[Reading text — start]

Consumer Packaged Goods (CPG) is in a different space during the Coronavirus pandemic. While many businesses are being shut down during shelter-in-place protocol, essential products are flying off the shelves and stores are unable to keep up with demand. Currently, 97% of Americans consider the workers producing and delivering high-demand goods like cleaning supplies, personal care products, and food and beverage staples essential to our fight against COVID-19.
Demand for packaged goods is unprecedented. IRi has developed a real-time dashboard to outline the current supply-and-demand situation, like hand sanitizer which has surged beyond a 600% increase month-over-month, while nearly 80% of stores are out of toilet paper. In times when consumers have had to scramble to make sense of a world turned upside down overnight, they’re stocking up on essentials.
Adapt your tactics to engage with the online community
In these uncertain times, consumers are facing emotions of distrust and disconnection. Now is a great time to test out new channels and deliver highly sought positivity by highlighting how you’re putting the consumers first. Posting to your social media stories to highlight frontline workers who are helping fill the supply of out-of-stock items, or showcasing stories of people using your products to help others in the community, are all things that will help consumers build an emotional connection with your brand. This will provide a positive brand perception long after this is all over.
Get to know your consumers and build loyalty
In Nielsen’s latest research report, they found a 60% increase in the amount of content being watched, equating to an average of 12 hours a day online. In a time where consumers are looking for a positive distraction from the negative media around the world, you can create fun and engaging experiences that allow consumers to share with their network and in return share data on their preferences with you. Surveys like “what essentials are in your cabinet?” or social sharing such as “share a picture of what social distancing looks like for you” can be tied to creative sweepstakes and allow you to capture essential data points for future marketing along the way.

[Reading text — finish]

### Exercise instructions
Answer these questions from the article on packaged goods during the pandemic:
(a) What percentage of Americans consider the workers who make and deliver high-demand goods essential to the fight against COVID-19?
(b) By how much has hand sanitizer demand grown month-over-month?
(c) According to Nielsen's report, how many hours a day are people spending online on average?
The material that comes next is from a different source than the article.

[Data extracts — start]

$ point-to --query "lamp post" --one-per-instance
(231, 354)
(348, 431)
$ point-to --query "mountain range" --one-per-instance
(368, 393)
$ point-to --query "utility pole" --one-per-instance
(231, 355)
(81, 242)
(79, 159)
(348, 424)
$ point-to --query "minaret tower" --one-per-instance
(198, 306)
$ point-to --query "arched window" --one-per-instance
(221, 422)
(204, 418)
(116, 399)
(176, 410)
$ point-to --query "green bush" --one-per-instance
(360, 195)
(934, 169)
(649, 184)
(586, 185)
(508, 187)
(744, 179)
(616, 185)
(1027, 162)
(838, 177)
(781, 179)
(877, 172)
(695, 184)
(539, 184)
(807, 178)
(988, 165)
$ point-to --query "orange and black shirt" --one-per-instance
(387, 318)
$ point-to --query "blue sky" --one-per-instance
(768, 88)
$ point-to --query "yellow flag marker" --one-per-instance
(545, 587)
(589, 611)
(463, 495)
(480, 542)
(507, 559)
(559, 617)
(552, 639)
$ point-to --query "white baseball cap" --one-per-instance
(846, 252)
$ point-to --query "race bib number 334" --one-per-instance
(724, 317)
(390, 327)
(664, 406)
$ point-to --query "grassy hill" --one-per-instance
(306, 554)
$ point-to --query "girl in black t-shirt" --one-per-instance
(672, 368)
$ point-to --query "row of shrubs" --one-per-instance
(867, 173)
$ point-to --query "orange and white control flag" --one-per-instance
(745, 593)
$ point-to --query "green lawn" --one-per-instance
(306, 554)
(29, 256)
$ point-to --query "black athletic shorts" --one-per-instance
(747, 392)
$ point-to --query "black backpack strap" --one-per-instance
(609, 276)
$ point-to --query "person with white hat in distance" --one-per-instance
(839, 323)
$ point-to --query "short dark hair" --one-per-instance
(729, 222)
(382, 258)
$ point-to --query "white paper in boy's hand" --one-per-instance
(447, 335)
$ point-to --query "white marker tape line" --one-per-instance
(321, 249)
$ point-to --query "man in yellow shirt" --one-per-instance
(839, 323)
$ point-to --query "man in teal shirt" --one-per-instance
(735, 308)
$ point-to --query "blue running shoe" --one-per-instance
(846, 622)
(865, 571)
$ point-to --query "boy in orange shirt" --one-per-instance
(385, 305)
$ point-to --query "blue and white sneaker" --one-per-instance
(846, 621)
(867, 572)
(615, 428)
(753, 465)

[Data extracts — finish]

### Finished exercise
(a) 97%
(b) Beyond a 600% increase
(c) 12 hours